TEXTAUSZUG >>
Der warme Subventionsregen hat bundesweit zu einem Aufblühen vielfältigster Aktivitäten geführt. Manches davon war sicher schon länger geplant, manches ist aber durch den Geldsegen überhaupt erst angeregt worden. Dazu gehört wohl auch die bunte Theorieblüte, die nun in diesem Musik-Treibhaus emporgeschossen ist und mit Begriffen wie „Kanon“ und „Schlüsselwerk“ ihren Duft aus alter Märchenzeit verströmt. Angeregt wurde die Diskussion durch eine Liste von Schlüsselwerken der Moderne, die der Kölner Netzwerk-Ableger veröffentlichte. Was aus dem verständlichen Bedürfnis nach Orientierung und Kriterienbildung heraus enstand, erweist sich aber als reichlich unbeholfen. Die Liste der rund 170 Titel, schön nach Gattungen geordnet, taugt bestenfalls als Wunschbrevier für Veranstalter oder als Grundlage für einen einjährigen Sendezyklus im Radio: ein reichhaltiges Menü, das auch ganz anders zusammengesetzt sein könnte. Der Anspruch auf allgemeine Verbindlichkeit und Transparenz der Kriterien wird gerade durch den Voluntarismus des Vorgehens unterlaufen.

AUFGABEN >>
A - Wer hat laut dem Textauszug über die Schlüsselwerke der Moderne die Liste veröffentlicht, die die Diskussion angeregt hat?
B - Führe den Text über die Liste von Schlüsselwerken der Moderne im gleichen Stil weiter.

ERFASSTE DATEN >>
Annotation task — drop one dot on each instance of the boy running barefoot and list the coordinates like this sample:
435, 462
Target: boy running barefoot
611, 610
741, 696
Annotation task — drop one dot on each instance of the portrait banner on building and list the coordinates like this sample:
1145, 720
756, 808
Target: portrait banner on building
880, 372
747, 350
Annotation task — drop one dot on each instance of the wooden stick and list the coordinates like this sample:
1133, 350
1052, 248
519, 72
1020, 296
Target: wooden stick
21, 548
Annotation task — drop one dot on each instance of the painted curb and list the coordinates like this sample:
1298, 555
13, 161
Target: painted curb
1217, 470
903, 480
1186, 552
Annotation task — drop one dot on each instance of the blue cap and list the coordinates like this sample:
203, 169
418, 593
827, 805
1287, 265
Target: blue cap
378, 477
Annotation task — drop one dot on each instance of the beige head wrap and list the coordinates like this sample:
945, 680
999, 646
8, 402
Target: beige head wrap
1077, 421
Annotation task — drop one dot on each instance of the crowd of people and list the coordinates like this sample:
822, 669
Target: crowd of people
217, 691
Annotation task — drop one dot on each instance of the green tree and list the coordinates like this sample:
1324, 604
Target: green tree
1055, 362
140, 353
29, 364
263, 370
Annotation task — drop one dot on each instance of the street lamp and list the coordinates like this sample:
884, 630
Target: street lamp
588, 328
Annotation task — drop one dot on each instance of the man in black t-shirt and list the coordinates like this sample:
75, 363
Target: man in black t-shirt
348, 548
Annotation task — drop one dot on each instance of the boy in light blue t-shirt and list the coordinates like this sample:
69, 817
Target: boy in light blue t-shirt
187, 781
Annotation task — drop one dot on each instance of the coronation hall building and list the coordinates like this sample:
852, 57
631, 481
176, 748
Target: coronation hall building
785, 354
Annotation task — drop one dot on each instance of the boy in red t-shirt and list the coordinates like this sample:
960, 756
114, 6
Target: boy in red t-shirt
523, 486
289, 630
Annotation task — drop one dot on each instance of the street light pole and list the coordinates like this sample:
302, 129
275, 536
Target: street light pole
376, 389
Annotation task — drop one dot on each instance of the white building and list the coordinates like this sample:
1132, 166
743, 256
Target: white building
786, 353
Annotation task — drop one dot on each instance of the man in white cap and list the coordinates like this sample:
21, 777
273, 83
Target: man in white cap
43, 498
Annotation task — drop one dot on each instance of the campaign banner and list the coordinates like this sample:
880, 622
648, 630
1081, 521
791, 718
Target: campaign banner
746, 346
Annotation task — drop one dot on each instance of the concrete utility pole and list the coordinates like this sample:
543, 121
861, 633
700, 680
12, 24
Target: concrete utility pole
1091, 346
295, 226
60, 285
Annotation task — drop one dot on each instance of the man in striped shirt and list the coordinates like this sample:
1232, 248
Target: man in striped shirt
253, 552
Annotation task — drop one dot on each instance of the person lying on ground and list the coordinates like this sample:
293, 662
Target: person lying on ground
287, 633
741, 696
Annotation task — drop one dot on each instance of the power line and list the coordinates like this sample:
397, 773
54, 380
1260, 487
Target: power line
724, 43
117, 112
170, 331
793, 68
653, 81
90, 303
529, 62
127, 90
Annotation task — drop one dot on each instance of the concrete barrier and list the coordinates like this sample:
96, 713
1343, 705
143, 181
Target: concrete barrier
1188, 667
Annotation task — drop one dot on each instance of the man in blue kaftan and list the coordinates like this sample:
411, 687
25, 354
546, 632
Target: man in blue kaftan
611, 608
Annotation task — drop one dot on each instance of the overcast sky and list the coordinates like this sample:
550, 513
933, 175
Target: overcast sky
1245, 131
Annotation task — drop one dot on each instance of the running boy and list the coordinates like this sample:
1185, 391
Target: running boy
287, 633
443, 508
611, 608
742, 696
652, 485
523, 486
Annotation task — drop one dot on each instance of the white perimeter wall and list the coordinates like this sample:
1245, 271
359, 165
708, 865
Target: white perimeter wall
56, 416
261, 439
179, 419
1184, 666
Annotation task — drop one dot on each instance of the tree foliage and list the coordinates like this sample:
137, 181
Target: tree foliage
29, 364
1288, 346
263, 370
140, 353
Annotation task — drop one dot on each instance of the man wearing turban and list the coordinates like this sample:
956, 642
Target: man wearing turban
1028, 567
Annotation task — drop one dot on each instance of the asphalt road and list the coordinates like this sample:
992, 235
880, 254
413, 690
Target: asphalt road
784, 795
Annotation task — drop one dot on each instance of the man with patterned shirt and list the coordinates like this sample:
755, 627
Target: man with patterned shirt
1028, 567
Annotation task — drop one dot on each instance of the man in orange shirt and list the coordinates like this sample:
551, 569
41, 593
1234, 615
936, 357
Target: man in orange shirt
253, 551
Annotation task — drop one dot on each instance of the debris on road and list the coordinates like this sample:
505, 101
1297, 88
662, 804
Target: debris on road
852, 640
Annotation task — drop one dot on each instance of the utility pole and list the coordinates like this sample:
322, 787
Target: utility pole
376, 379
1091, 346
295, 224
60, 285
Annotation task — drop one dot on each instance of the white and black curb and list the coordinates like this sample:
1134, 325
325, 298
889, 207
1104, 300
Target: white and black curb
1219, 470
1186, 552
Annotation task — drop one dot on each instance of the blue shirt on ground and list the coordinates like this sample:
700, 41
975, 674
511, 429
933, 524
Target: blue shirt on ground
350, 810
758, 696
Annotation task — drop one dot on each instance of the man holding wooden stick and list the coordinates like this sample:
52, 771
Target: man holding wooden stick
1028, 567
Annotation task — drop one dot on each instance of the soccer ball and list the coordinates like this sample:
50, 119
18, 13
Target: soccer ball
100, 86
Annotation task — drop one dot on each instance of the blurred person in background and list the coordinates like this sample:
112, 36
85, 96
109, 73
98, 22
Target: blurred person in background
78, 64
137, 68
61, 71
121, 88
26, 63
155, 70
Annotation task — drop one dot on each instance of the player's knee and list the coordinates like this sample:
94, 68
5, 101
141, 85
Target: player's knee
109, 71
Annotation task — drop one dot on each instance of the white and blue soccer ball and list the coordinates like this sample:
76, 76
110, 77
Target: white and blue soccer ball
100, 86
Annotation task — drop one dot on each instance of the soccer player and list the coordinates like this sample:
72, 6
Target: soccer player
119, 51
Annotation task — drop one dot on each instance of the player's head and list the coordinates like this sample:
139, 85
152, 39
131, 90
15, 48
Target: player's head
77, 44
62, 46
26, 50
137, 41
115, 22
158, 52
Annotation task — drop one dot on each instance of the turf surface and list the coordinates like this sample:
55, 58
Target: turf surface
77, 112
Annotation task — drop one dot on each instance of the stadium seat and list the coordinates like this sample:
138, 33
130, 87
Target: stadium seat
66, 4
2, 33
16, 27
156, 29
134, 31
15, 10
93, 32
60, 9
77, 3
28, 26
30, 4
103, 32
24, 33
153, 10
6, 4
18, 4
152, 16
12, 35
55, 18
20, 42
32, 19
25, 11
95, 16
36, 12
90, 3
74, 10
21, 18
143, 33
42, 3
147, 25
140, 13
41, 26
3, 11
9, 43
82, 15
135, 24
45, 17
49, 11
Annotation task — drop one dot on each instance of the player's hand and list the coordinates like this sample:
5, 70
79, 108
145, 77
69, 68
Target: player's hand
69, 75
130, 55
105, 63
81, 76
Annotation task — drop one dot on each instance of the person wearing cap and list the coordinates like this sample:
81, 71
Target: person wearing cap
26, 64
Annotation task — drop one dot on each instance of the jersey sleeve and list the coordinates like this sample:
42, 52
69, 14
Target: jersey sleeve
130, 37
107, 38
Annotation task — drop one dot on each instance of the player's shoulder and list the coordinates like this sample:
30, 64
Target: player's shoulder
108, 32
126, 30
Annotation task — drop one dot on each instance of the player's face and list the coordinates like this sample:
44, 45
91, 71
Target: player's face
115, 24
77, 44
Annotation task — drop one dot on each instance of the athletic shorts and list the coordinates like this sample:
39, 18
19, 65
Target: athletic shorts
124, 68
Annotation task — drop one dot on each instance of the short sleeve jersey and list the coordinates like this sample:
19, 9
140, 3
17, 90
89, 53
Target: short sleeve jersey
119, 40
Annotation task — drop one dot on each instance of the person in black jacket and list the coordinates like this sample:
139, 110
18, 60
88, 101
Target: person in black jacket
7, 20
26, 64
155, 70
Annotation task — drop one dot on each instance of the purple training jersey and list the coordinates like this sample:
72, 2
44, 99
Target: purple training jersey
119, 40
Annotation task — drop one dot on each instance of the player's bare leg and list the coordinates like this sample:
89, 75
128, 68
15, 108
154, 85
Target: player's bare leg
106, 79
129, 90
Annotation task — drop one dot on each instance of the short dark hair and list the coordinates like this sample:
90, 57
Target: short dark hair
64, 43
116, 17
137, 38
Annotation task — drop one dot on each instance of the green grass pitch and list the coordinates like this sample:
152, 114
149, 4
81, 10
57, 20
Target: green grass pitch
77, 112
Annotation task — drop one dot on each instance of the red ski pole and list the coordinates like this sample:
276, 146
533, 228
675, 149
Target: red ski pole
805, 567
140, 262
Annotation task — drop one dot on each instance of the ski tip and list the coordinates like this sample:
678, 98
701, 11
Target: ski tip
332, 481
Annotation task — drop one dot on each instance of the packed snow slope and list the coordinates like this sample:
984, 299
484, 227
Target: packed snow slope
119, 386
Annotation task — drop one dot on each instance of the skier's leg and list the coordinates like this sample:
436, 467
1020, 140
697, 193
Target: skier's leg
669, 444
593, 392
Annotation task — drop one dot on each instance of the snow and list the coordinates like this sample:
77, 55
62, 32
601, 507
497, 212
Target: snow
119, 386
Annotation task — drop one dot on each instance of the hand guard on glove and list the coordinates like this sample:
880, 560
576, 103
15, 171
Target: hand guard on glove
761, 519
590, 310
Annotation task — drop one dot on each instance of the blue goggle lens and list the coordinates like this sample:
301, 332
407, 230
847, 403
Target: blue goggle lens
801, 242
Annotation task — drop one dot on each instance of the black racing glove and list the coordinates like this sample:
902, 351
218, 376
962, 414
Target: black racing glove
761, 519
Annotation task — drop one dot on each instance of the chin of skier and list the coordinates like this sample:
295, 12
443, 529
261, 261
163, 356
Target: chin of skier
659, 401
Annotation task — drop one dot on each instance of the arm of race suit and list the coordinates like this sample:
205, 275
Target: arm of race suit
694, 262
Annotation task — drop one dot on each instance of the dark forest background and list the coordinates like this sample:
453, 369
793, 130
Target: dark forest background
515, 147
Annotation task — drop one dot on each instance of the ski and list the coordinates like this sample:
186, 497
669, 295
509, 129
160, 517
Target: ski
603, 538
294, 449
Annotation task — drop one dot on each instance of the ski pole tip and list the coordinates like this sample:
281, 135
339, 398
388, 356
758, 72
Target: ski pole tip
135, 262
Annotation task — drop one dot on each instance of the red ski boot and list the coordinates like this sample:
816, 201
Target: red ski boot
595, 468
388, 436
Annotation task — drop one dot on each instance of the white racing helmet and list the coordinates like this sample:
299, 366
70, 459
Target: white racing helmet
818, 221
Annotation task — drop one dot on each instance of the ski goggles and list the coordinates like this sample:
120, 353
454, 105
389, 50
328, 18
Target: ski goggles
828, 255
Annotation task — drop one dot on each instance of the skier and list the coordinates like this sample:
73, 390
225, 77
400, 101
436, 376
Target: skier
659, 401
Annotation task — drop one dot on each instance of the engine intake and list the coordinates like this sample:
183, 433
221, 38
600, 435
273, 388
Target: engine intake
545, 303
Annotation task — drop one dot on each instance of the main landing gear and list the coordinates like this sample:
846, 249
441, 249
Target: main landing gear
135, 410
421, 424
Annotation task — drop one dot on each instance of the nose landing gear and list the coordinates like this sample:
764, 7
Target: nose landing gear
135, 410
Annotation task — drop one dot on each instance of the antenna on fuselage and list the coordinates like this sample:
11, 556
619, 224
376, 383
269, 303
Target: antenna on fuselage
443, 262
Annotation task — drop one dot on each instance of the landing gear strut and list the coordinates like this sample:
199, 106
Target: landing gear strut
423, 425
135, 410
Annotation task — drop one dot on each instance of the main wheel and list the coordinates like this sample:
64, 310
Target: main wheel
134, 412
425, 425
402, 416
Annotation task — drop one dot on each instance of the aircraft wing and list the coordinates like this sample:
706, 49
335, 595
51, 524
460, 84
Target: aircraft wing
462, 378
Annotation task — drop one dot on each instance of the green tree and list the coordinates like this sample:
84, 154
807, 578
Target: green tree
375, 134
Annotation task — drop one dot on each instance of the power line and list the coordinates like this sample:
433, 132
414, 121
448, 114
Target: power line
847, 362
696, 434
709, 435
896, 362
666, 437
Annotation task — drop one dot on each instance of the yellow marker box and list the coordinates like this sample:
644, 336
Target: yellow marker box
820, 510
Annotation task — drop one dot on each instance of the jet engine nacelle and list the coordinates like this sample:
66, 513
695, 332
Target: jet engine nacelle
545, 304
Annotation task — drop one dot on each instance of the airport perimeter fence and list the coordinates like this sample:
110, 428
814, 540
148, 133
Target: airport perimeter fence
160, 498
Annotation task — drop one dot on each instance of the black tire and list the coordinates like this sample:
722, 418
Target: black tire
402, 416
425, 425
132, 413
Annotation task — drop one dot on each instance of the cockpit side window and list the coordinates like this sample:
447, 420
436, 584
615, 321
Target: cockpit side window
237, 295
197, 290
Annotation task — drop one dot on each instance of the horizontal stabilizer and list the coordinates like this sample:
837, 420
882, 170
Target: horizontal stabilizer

ERGEBNISSE >>
A - Der Kölner Netzwerk-Ableger.

B -
Das Problem liegt im Vorhaben selbst: Ein kultureller Kanon, also ein allgemeiner Konsens über maßstabsetzende Werke, letztlich über ästhetische Normen, ist das Resultat eines langen gesellschaftlich-historischen Prozesses. Er kann nicht durch eine PR-Aktion wohlmeinender Stichwortgeber, Veranstalter und Medienleute herbeigezaubert werden. So etwas ergäbe bestenfalls ein Kanönchen. Heute ist es zwar üblich, dass sich Festivalveranstalter, Preisgremien, Förderinstitutionen und Ensembles informell – oft auch unter pragmatischen Synergie-Aspekten – untereinander absprechen, um einen bestimmten Komponisten oder eine Tendenz zu pushen. Das gelingt denn auch eine Zeitlang. Doch kanonisch wird ein solches PR-Produkt deswegen noch lange nicht, höchstens trendig.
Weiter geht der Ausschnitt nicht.